▶ [WHAT NEEDS TO BE DONE]
Gather every line from the entries below that contains the word "sock", and copy each one out.

▶ [Location labeling records]
+++

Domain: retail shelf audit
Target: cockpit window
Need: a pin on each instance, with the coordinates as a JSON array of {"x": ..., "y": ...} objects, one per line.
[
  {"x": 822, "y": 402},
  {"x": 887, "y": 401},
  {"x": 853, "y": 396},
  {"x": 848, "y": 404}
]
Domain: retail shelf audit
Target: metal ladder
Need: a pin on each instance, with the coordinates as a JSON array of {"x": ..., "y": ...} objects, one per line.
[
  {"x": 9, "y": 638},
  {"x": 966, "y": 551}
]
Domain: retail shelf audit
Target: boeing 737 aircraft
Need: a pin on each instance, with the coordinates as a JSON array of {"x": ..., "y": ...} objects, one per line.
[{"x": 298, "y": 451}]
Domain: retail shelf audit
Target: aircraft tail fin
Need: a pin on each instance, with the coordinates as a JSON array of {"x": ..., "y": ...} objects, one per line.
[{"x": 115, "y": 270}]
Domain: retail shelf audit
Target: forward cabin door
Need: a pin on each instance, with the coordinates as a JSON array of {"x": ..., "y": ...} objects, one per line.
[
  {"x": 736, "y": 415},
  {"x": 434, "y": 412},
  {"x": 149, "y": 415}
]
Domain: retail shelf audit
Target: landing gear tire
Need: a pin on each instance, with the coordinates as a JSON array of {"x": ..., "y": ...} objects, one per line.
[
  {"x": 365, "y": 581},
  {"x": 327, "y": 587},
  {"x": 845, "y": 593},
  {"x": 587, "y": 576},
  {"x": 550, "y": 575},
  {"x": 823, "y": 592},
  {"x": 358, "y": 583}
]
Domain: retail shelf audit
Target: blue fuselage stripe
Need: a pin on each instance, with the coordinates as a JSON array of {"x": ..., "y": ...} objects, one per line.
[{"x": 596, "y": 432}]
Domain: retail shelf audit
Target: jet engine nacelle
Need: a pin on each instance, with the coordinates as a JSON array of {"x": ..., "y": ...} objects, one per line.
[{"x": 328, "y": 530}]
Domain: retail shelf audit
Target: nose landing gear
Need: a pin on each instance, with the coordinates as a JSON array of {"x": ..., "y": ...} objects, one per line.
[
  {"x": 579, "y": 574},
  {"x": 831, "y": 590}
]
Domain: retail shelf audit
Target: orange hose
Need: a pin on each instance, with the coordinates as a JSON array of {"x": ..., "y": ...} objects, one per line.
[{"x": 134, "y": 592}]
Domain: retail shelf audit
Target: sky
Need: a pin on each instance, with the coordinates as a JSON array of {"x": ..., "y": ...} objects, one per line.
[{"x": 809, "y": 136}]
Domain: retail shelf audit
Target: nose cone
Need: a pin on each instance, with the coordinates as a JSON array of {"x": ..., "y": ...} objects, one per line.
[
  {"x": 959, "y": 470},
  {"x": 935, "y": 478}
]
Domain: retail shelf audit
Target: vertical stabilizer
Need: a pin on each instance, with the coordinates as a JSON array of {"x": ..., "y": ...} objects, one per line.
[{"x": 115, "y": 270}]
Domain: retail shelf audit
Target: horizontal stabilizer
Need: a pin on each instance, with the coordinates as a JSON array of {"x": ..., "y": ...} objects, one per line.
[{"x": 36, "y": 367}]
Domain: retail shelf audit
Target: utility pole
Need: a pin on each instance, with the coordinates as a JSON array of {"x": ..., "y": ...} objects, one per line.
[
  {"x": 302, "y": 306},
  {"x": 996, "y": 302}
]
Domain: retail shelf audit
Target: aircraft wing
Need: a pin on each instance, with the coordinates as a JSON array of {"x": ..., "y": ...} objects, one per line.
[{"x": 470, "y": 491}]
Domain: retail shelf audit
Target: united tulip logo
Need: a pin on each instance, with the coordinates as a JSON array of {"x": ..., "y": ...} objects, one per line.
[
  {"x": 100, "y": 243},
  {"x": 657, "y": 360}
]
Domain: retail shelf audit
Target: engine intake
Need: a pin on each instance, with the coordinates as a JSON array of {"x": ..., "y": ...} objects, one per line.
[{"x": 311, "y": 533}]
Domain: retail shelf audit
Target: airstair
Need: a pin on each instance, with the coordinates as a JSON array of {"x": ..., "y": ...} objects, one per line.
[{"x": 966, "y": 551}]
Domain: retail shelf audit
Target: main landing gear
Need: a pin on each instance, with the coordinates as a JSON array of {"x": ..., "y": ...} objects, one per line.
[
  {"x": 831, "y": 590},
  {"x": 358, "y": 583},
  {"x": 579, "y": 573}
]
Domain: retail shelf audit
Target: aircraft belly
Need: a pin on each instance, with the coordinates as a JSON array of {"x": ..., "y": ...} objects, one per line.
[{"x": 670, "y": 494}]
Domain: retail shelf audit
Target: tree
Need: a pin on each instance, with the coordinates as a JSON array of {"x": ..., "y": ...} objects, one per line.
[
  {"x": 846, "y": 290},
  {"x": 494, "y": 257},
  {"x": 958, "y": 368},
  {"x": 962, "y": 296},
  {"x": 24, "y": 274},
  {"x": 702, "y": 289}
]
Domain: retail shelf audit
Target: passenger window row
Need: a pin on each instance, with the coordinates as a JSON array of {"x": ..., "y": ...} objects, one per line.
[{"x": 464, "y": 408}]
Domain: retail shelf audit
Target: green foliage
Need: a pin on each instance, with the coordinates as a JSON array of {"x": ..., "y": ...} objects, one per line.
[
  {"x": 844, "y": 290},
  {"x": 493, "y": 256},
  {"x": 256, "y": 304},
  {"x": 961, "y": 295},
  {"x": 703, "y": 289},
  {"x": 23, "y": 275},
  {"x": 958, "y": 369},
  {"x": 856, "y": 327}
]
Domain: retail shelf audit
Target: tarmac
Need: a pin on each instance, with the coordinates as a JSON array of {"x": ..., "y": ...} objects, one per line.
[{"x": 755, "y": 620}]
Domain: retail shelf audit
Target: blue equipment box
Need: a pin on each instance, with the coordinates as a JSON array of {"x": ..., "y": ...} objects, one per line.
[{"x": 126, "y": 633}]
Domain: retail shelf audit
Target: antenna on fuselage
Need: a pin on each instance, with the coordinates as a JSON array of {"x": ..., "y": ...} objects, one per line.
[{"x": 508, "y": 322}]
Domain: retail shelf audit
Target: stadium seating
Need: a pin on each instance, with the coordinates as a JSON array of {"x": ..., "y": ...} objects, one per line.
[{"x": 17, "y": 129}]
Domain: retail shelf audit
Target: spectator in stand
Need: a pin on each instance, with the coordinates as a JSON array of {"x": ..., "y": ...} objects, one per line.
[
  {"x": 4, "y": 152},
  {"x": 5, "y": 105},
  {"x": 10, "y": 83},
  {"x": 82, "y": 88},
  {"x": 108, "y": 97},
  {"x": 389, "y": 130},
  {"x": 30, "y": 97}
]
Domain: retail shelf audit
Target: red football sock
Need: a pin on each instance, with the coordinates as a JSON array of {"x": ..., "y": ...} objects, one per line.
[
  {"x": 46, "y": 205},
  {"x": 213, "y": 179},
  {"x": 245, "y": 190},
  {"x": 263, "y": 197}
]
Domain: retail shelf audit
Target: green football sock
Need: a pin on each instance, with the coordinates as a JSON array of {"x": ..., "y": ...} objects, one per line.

+++

▶ [COMPLETE ANSWER]
Target: red football sock
Target: green football sock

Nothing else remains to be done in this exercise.